-- start --

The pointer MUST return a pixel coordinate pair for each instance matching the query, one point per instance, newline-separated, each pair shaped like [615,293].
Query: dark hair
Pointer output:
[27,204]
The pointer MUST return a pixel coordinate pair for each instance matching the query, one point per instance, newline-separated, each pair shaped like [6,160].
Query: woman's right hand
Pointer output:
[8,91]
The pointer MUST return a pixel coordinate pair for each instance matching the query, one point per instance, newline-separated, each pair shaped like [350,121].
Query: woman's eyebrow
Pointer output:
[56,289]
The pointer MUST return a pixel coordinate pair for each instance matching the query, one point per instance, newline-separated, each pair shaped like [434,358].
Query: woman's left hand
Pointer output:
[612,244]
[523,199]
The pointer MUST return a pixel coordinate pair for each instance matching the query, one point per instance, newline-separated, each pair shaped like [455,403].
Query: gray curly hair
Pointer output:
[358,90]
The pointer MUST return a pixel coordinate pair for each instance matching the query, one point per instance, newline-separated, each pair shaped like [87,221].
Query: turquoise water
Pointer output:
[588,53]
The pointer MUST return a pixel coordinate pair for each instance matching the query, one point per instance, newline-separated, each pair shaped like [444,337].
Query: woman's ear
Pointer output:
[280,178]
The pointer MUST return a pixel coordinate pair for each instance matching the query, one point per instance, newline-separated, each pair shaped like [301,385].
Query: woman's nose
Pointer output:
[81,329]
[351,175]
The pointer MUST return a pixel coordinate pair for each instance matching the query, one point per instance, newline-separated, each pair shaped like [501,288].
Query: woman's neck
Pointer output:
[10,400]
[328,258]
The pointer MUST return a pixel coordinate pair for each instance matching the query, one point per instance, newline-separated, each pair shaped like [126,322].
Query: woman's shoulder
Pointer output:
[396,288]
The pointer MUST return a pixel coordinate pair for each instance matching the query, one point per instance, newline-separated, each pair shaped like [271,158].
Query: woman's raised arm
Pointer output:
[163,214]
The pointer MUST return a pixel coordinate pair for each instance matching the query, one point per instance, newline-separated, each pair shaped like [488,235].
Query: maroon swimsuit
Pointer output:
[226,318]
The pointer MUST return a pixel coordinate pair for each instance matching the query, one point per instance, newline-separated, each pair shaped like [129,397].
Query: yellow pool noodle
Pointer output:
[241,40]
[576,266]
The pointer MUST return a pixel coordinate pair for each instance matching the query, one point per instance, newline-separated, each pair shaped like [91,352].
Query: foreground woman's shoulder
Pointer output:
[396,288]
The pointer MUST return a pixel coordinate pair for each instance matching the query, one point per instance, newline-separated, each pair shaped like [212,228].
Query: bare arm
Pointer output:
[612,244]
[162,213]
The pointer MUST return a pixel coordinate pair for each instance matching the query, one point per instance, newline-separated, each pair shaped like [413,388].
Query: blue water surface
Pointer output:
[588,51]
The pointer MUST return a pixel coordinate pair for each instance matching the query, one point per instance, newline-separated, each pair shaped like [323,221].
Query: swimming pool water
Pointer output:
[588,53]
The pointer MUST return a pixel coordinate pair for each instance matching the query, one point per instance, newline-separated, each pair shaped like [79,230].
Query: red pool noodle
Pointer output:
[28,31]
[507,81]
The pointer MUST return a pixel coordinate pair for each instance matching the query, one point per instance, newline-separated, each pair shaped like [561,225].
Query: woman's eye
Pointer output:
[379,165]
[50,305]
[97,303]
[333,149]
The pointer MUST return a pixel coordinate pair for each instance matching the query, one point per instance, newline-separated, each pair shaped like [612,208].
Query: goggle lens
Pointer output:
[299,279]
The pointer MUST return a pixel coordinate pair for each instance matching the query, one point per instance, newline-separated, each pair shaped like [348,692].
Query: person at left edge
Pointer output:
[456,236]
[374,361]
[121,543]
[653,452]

-- end --

**Exercise aim:** Copy the part of the material that starts with the line containing "shaped like [323,221]." and runs to the end, with no changes.

**Task output:**
The pointer MUST return a pixel coordinate pair for each instance matching the query, one point per instance, newline-separated, each pair shaped like [323,221].
Query: swimming pool water
Pointer output:
[588,53]
The pointer MUST return a pixel coordinate pair for each instance matching the query, one point per instance, newline-separated, each pair shaped like [79,230].
Query: red pool noodle
Pointer output:
[28,31]
[507,81]
The pointer MUST return a pixel coordinate pair for each instance matching the query, one point per instance, newline-separated, each pair shaped like [561,225].
Query: woman's eye
Pointer output:
[379,165]
[50,305]
[97,303]
[333,149]
The pointer MUST return a pixel coordinate pair for each instance matching the query, one point per instance, newline-separated, each pair shaped like [612,208].
Query: goggle lens
Pointer output:
[299,279]
The pointer MUST return a pixel coordinate pair for each instance matching the query, one point per instance, newline-separated, each pair shaped like [348,692].
Query: person at left edge
Pointer output:
[456,236]
[374,361]
[121,543]
[653,452]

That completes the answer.